ASSIGNMENT. Render each line of the records below as a Markdown table with the columns No. and Text, skipping blank lines and leaving the pictures out.

"""

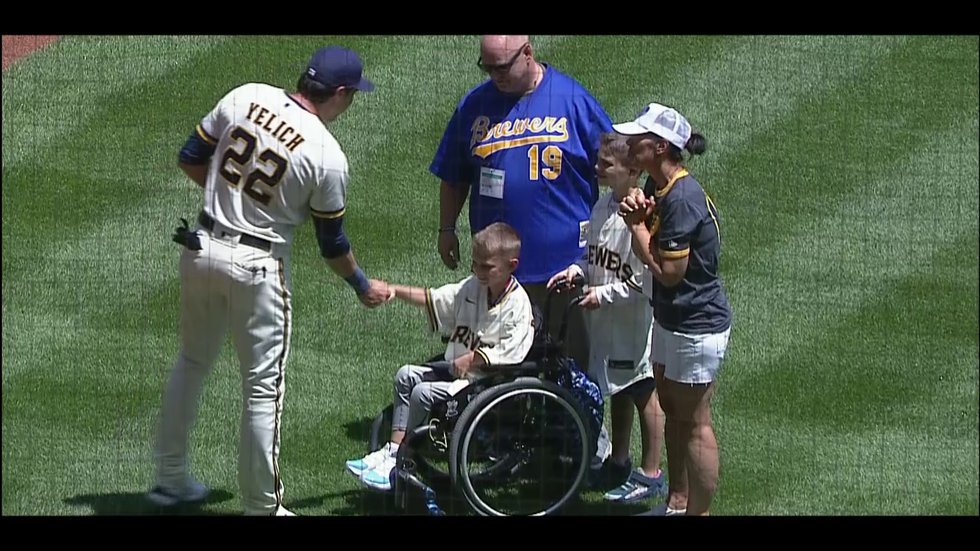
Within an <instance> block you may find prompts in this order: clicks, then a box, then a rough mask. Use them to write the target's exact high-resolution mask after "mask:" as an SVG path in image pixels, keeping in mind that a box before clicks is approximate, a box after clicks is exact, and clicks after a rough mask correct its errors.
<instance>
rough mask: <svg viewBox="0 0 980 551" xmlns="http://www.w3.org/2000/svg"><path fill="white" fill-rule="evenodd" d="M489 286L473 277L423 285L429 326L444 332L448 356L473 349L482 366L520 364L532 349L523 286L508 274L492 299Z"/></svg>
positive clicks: (464, 351) (529, 329)
mask: <svg viewBox="0 0 980 551" xmlns="http://www.w3.org/2000/svg"><path fill="white" fill-rule="evenodd" d="M488 290H489V289H488V288H487V287H486V286H485V285H481V284H480V281H479V280H478V279H476V277H475V276H470V277H468V278H466V279H464V280H462V281H460V282H458V283H450V284H449V285H443V286H442V287H438V288H435V289H427V290H426V294H425V305H426V312H427V313H428V316H429V328H430V329H432V330H433V331H441V332H442V333H443V334H446V335H449V344H448V345H447V347H446V359H447V360H450V361H452V360H454V359H456V358H458V357H459V356H462V355H463V354H466V353H468V352H469V351H471V350H474V351H476V353H477V354H479V355H480V356H482V358H483V361H484V362H485V363H486V364H487V365H508V364H519V363H521V362H523V361H524V358H525V357H526V356H527V354H528V352H529V351H530V350H531V344H532V342H533V341H534V326H533V322H534V319H533V314H532V312H531V300H530V299H529V298H528V296H527V293H526V292H525V291H524V288H523V287H521V284H520V283H518V282H517V280H516V279H514V278H513V277H511V279H510V283H509V284H508V285H507V290H506V291H504V294H503V295H502V296H501V297H500V300H498V301H497V302H496V303H495V304H490V301H489V297H488V296H487V295H488Z"/></svg>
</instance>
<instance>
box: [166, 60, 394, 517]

"""

REPLY.
| No. | Text |
|---|---|
| 1 | Within an <instance> block you may find prompts in this order: clicks, then a box, then a rough mask. Use them to write the target's exact high-resolution mask after "mask:" as an SVG path in image pixels, keeping in mind that a box before clicks is approximate, a box after clicks is exact, and clicks after a rough mask correct its errors. |
| 2 | <instance> |
| 3 | rough mask: <svg viewBox="0 0 980 551" xmlns="http://www.w3.org/2000/svg"><path fill="white" fill-rule="evenodd" d="M489 286L473 277L423 285L429 326L444 332L448 356L473 349L482 366L520 364L532 349L523 286L508 274L492 299Z"/></svg> |
| 4 | positive clicks: (464, 351) (529, 329) |
| 5 | mask: <svg viewBox="0 0 980 551" xmlns="http://www.w3.org/2000/svg"><path fill="white" fill-rule="evenodd" d="M488 290H489V289H488V288H487V287H486V286H485V285H481V284H480V281H479V280H478V279H476V277H475V276H470V277H468V278H466V279H464V280H462V281H460V282H458V283H450V284H449V285H443V286H442V287H438V288H435V289H427V290H426V294H425V305H426V312H427V313H428V316H429V328H430V329H432V330H433V331H441V332H442V333H443V334H446V335H449V344H448V345H447V347H446V359H447V360H450V361H452V360H454V359H456V358H458V357H459V356H462V355H463V354H466V353H468V352H469V351H471V350H474V351H476V353H477V354H479V355H480V356H482V358H483V361H484V362H485V363H486V364H487V365H508V364H519V363H521V362H523V361H524V358H525V357H526V356H527V354H528V352H529V351H530V350H531V344H532V342H533V341H534V326H533V322H534V319H533V314H532V312H531V300H530V299H529V298H528V296H527V293H526V292H525V291H524V288H523V287H521V284H520V283H518V282H517V280H516V279H514V278H513V277H511V279H510V283H509V284H508V285H507V290H506V291H504V294H503V295H502V296H501V297H500V300H498V301H497V302H496V303H495V304H490V301H489V297H488V296H487V295H488Z"/></svg> |
| 6 | </instance> |
| 7 | <instance> |
| 8 | box: [166, 60, 394, 517] |